A avaliação geral é que o impacto da pandemia fez o Palmeiras perdeu a folga financeira adquirida nas últimas temporadas, mas ainda assim manteve-se em equilíbrio. As perspectivas para 2021 são bem positivas, com o clube tendo tudo para ver o reflexo dentro de campo.

“O clube continua vendendo bem seus atletas, continua investindo, está pagando a dívida com o patrocinador, se financiou com outras instituições financeiras em 2020. Mas, obviamente, há limites. O clube precisa seguir a trajetória de maior controle de gastos, reduzir investimentos a níveis mais condizentes com o momento, reduzindo suas dívidas perante outros clubes. Afinal, vender atleta e conquistar da forma como fez em 2020 é ótimo, mas nunca é uma certeza”. 

São Paulo: A história sem fim

O último ano da gestão de Carlos Augusto de Barros e Silva, o Leco, trouxe o São Paulo para uma realidade mais “pés no chão”. O clube já havia investido fortemente em jogadores nos dois anos anteriores, de forma que pôde reduzir essa despesa em 2020.

Também foi hábil em reduzir investimentos e custos, mas acabou pagando pelo caminho que adotou nos últimos anos. Ou seja, ainda tem uma dívida alta e novamente se viu refém da necessidade de vender jogadores, tendo perdido o jovem Antony para o Ajax (R$ 93,5 milhões), além de ter amargado mais um ano sem nenhum título (saiu da fila nesta temporada de 2021 apenas).

#####

▶ O que fazer:
**A.** Reproduza, no texto sobre as finanças dos clubes, a passagem que vai de "Também foi hábil" até "de 2021 apenas).", incluindo essas palavras.
**B.** Prossiga o texto sobre as finanças dos clubes a partir da última frase.
Os itens provêm de uma fonte diferente.

Dados de localização de pontos
#####

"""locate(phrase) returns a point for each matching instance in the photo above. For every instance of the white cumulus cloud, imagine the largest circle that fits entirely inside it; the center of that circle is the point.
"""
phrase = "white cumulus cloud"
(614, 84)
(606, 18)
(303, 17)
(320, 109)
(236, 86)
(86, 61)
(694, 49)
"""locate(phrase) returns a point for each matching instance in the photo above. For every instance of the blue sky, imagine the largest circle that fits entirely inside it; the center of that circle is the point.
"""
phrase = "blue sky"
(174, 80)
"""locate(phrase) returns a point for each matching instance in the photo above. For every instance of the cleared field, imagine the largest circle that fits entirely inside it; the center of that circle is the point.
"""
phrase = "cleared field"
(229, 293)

#####

▶ Resultados das tarefas:
**A.**
Também foi hábil em reduzir investimentos e custos, mas acabou pagando pelo caminho que adotou nos últimos anos. Ou seja, ainda tem uma dívida alta e novamente se viu refém da necessidade de vender jogadores, tendo perdido o jovem Antony para o Ajax (R$ 93,5 milhões), além de ter amargado mais um ano sem nenhum título (saiu da fila nesta temporada de 2021 apenas).

**B.**
“A gestão fez o que deveria ter feito nos outros anos. O clube teve boas receitas pela participação no Brasileiro e na Copa do Brasil, mas ainda depende da venda de jogadores para ter um equilíbrio. O São Paulo é um clube que temos de analisar ano a ano e passo a passo pelas mudanças na condução financeira. Por exemplo, ao trocar a gestão neste ano, voltou a fazer uma série de contratações, investimentos. Não acredito que o reequilíbrio financeiro será alcançado neste 2021”, disse Grafietti. 

Santos: Na corda bamba

“O Santos sofreu em 2020 dois efeitos conjuntos: a pandemia, que atingiu a todos, mas também o resultado da política de depender da venda de atletas para fechar suas contas. O resultado foi um clube em situação delicada, a despeito do sucesso esportivo na Copa Libertadores [vice].

Com relação aos efeitos da pandemia, o clube fez o que pode e podemos dizer que se saiu bem considerando aumento de receitas com publicidade e sócios. Não é pouca coisa. Além disso, o impacto financeiro da chegada à final da Libertadores não foi observado em 2020 mas chegou no início de 2021. O problema foi enfrentar a pandemia a partir de uma estrutura que vem se sustentando há anos à base da negociação de atletas.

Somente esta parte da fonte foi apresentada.